ARTIKEL
————————
Dientry oleh Rizda Hutagalung - 24 January, 2018 - 825 klik
Berkunjung ke P3SEKPI, Mahasiswa UGM Gali Informasi Kebijakan Perubahan Iklim dan Social Forestry dari Peneliti

P3SEKPI (Bogor, 16/01/2018)_Selasa pagi (16/01), Pusat Litbang Sosial Ekonomi Kebijakan dan Perubahan Iklim (P3SEKPI) menerima kunjungan mahasiswa Universitas Gadjah Mada, Yogyakarta. Kunjungan ini bertujuan untuk memperoleh informasi dan penjelasan tentang kebijakan perubahan iklim dan social forestry.

Pertemuan dengan mahasiswa UGM yang menamakan diri Kelompok Studi Kehutanan yang terdiri dari mahasiswa Fakultas Kehutanan dari berbagai tingkat semester ini dipandu oleh Agus Harya Setyaki, Kepala Bidang PDTLP. Dua peneliti terkait hadir dalam pertemuan tersebut, yaitu Retno Maryani Yanto Rochmayanto.

Dalam paparannya tentang social forestry, Retno menguraikan terjadinya perubahan kebijakan pengelolaan hutan sejak era 1980-an hingga sekarang. Di era 1980-an, kebijakan pengelolaan hutan bertumpu kepada produk hutan berupa kayu dan hak pengelolaannya diberikan kepada perusahaan besar dalam bentuk hak pengelolaan hutan. Hutan menjadi salah satu sumber utama Pemerintah untuk membiayai pembangunan.

“Sejalan dengan perjalanan waktu, kebijakan ini menimbulkan deforestasi sehingga mulai era 1990-an mulai muncul gerakan sosial dan lingkungan untuk memulihkan fungsi hutan. Di era ini mulai dimunculkan hak masyarakat dalam mengelola hutan untuk kesejahteraan. Kini, isu lingkungan menjadi kian membesar di tengah isu kemiskinan,” kata Retno.

Menurut Retno, respon pemerintah yang dimotori oleh Kementerian Lingkungan Hidup dan Kehutanan adalah menelurkan kebijakan “Salam Lima Jari”. Inti dari kebijakan tersebut adalah memberikan aspek legal masyarakat dalam mengelola hutan. “Lima jari” yang dimaksud adalah lima program utama yakni Hutan Desa (HD), Hutan Kemasyarakatan (HKm), Hutan Tanaman Rakyat (HTR), Hutan Adat (HA), dan Kemitraan Lingkungan.
————————
MATERI YANG TERSEDIA
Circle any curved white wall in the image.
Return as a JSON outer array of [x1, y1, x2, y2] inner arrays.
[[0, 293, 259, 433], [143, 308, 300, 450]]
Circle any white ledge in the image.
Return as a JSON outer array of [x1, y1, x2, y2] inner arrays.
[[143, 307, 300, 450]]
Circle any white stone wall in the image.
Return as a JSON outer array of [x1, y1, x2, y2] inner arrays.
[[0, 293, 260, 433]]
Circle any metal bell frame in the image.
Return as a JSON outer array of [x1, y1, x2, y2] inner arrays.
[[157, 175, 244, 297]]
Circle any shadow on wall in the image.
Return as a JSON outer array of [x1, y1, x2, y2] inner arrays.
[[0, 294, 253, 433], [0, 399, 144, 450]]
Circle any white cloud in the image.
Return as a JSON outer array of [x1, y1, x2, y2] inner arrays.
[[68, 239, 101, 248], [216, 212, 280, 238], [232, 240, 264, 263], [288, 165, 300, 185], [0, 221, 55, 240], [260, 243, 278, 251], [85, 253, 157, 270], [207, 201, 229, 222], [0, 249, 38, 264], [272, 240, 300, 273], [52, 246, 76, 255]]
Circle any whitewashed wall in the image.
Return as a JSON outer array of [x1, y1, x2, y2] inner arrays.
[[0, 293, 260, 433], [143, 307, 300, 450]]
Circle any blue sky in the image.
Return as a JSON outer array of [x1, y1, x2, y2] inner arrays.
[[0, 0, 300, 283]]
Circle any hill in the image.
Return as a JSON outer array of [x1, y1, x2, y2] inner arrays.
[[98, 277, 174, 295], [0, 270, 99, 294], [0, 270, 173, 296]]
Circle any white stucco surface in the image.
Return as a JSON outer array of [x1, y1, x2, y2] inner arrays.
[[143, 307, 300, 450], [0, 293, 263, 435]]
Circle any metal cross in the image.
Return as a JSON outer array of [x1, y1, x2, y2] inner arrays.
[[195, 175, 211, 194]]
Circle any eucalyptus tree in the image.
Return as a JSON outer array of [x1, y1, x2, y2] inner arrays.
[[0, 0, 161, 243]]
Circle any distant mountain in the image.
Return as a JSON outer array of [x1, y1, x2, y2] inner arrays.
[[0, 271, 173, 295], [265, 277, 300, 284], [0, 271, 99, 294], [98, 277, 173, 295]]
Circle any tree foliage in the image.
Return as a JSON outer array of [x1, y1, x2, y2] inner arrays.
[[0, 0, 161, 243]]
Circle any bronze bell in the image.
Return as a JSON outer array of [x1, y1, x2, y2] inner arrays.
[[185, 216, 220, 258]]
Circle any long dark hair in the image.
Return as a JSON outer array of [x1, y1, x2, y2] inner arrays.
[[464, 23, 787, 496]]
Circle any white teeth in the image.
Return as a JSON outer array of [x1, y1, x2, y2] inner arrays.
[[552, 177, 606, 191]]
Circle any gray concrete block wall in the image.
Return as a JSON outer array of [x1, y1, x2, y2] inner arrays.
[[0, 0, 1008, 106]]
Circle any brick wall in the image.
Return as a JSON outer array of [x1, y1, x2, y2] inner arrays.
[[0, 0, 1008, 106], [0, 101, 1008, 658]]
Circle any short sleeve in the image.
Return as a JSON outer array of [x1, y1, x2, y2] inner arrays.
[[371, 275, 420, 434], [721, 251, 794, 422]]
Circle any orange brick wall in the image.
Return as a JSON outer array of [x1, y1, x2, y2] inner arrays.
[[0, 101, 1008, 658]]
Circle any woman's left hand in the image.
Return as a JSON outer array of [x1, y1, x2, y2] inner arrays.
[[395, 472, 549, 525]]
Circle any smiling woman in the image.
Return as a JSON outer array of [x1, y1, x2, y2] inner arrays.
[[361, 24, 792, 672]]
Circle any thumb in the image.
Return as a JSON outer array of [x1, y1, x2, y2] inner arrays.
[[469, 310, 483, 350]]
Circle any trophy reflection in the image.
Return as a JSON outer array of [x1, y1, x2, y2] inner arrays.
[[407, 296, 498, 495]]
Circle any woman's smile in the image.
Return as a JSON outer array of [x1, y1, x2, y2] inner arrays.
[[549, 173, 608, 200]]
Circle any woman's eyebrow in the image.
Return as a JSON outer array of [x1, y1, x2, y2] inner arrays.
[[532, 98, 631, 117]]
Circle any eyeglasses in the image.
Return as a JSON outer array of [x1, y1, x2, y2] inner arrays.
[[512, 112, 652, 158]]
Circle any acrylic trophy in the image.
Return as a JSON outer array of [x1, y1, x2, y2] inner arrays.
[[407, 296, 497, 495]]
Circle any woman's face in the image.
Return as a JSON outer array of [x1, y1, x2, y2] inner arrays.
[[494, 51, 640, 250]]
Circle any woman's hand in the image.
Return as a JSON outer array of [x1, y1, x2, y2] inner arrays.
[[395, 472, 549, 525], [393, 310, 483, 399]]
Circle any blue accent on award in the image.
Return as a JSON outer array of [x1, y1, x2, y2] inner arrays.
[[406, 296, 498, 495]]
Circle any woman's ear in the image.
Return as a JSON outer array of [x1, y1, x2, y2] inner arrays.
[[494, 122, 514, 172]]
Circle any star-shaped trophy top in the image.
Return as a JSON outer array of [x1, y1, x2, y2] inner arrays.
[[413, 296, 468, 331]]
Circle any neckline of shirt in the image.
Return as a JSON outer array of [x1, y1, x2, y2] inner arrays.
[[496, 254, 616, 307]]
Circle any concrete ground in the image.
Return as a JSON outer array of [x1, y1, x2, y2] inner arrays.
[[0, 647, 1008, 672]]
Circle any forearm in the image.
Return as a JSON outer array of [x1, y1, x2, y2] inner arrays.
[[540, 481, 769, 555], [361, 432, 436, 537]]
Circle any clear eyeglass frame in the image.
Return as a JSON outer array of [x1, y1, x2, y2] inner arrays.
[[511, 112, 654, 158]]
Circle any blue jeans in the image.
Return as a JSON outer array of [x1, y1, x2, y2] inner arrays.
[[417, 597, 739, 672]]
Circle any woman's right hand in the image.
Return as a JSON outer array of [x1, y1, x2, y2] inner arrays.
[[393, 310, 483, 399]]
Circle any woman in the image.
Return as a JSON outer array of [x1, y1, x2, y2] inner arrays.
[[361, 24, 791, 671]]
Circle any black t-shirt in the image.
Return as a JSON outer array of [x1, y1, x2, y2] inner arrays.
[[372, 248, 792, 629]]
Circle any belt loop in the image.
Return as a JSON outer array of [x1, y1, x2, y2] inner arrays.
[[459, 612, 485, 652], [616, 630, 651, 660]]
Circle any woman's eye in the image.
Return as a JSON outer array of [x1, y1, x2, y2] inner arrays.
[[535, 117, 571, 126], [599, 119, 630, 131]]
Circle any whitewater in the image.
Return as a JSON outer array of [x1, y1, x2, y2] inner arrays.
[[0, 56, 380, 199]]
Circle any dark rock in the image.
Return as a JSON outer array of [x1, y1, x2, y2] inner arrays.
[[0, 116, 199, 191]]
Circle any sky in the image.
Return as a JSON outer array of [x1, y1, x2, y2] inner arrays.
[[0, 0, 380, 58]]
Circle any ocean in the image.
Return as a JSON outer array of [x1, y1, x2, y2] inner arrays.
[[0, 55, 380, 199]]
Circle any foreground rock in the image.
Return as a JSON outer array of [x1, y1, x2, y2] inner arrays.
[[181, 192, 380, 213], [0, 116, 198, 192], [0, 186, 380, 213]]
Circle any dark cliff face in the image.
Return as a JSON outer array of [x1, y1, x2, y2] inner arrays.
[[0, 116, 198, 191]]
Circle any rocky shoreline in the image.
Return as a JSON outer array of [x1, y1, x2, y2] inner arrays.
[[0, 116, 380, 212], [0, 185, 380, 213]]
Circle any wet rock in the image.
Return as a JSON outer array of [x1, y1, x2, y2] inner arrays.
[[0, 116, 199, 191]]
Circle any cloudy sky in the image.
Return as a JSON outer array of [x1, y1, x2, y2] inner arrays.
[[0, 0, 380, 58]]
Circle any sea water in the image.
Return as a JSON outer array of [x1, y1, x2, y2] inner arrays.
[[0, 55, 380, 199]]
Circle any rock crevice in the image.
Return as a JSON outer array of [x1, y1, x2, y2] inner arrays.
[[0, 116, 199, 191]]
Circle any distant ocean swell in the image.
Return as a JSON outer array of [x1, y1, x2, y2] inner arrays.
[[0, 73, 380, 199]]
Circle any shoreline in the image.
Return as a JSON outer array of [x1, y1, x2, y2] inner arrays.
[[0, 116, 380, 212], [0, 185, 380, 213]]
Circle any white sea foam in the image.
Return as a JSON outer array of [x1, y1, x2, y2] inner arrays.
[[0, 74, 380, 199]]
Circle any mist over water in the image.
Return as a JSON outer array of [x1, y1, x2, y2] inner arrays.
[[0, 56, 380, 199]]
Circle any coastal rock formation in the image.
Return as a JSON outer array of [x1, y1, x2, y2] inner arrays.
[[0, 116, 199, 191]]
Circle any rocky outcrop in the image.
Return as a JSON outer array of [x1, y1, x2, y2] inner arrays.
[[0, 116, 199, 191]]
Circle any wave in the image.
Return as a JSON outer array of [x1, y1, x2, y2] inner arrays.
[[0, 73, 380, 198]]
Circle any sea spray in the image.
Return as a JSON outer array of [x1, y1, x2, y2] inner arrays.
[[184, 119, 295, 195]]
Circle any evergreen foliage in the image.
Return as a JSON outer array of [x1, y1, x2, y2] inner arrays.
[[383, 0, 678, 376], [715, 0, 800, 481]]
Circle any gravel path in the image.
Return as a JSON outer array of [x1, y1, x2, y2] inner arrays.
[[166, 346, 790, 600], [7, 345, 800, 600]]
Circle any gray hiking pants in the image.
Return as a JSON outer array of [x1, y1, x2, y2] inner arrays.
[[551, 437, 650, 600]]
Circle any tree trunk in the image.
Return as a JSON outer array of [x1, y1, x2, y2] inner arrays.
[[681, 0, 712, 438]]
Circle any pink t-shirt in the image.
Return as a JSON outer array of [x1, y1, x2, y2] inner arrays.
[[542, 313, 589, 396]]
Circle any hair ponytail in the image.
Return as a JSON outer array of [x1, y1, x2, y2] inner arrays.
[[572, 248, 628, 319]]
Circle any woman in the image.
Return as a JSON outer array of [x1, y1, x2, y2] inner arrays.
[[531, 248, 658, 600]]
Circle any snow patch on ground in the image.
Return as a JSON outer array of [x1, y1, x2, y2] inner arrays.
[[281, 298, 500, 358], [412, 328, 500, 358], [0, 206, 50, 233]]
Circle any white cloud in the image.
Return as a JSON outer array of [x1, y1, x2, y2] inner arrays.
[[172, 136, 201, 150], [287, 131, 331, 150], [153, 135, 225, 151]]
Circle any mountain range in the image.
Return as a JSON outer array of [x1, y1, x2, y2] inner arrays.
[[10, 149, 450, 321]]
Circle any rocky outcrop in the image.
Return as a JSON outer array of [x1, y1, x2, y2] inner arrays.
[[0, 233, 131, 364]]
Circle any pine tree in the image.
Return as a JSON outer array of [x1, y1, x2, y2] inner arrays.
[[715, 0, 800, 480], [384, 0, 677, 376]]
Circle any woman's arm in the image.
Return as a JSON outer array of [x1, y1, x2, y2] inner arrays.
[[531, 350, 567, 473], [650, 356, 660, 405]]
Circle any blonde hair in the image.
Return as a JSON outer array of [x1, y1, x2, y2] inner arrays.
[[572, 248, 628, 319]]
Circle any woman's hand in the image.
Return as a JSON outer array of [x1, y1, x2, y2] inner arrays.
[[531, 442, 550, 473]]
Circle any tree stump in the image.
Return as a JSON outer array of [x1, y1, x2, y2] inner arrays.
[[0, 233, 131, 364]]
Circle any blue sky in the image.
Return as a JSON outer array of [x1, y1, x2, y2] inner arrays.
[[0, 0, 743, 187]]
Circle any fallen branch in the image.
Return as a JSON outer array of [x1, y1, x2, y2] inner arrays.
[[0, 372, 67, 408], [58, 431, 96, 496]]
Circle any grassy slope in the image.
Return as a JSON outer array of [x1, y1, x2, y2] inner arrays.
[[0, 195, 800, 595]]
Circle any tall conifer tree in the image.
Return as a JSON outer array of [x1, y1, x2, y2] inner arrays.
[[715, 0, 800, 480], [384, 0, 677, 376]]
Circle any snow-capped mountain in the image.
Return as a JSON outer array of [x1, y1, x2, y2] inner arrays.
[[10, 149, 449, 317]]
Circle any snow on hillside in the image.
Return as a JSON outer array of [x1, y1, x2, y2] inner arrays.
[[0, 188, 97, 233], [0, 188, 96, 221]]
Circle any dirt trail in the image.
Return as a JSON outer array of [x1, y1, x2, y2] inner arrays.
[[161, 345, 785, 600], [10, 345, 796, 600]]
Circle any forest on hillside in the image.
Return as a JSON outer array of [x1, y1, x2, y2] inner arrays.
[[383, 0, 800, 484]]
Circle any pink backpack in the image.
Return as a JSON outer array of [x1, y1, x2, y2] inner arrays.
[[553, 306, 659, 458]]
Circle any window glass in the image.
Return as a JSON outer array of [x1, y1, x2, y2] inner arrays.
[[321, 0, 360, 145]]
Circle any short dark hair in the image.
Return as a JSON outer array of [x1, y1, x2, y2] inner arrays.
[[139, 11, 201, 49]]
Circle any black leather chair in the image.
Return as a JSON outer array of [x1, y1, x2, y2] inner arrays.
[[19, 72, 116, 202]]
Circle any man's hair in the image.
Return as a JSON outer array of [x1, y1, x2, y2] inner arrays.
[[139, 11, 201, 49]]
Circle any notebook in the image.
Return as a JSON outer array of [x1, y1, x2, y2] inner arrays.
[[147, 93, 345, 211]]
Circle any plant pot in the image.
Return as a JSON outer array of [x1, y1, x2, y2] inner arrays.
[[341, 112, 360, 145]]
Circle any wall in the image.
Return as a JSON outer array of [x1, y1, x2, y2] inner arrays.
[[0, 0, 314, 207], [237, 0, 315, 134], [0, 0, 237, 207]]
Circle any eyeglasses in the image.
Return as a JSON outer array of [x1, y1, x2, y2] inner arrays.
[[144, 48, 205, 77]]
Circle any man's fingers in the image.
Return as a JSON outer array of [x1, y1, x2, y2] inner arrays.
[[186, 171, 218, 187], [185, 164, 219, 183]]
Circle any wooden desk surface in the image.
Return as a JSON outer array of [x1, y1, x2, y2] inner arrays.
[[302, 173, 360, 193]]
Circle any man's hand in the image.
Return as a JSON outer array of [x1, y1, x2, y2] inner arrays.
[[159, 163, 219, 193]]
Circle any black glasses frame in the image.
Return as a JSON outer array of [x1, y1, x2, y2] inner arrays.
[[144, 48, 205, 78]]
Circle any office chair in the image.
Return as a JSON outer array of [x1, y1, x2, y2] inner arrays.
————————
TUGAS YANG DIBERIKAN 1
Sebutkan semua program utama yang termasuk dalam kebijakan “Salam Lima Jari” menurut artikel tentang kunjungan mahasiswa UGM ke P3SEKPI.
TUGAS YANG DIBERIKAN 2
Salin kata demi kata bagian artikel tentang kunjungan mahasiswa UGM ke P3SEKPI, mulai dari "Pertemuan dengan mahasiswa" dan berakhir pada "untuk membiayai pembangunan.".

JAWABAN AKHIR 1
- Hutan Desa (HD)
- Hutan Kemasyarakatan (HKm)
- Hutan Tanaman Rakyat (HTR)
- Hutan Adat (HA)
- Kemitraan Lingkungan

JAWABAN AKHIR 2
Pertemuan dengan mahasiswa UGM yang menamakan diri Kelompok Studi Kehutanan yang terdiri dari mahasiswa Fakultas Kehutanan dari berbagai tingkat semester ini dipandu oleh Agus Harya Setyaki, Kepala Bidang PDTLP. Dua peneliti terkait hadir dalam pertemuan tersebut, yaitu Retno Maryani Yanto Rochmayanto.

Dalam paparannya tentang social forestry, Retno menguraikan terjadinya perubahan kebijakan pengelolaan hutan sejak era 1980-an hingga sekarang. Di era 1980-an, kebijakan pengelolaan hutan bertumpu kepada produk hutan berupa kayu dan hak pengelolaannya diberikan kepada perusahaan besar dalam bentuk hak pengelolaan hutan. Hutan menjadi salah satu sumber utama Pemerintah untuk membiayai pembangunan.